• [Record extracts]:
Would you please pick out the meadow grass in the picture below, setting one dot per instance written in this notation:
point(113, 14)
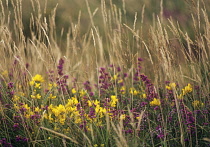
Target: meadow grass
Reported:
point(105, 81)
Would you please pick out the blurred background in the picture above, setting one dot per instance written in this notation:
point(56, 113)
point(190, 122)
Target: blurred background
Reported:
point(67, 11)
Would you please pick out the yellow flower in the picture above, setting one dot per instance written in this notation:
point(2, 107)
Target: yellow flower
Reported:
point(38, 78)
point(155, 102)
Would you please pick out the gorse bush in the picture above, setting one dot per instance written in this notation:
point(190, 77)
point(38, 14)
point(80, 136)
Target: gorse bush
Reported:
point(93, 89)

• [What is being asked]: Reproduce the records word for word, starting at the line that contains "Would you please pick out the blurred" and continuing through the last line of the records.

• [Exercise response]:
Would you please pick out the blurred background in the picture above, setting one dot per instance written in this notation:
point(56, 113)
point(190, 122)
Target: blurred background
Reported:
point(67, 11)
Would you please pick out the yellow flower in the picture above, setting one dot per instance written in this notation:
point(2, 107)
Target: yellow flower
Reported:
point(38, 78)
point(155, 102)
Would you please pick out the gorse bush in the picture above, setting one dot per instance written in this notation:
point(190, 77)
point(38, 14)
point(80, 136)
Target: gorse bush
Reported:
point(93, 89)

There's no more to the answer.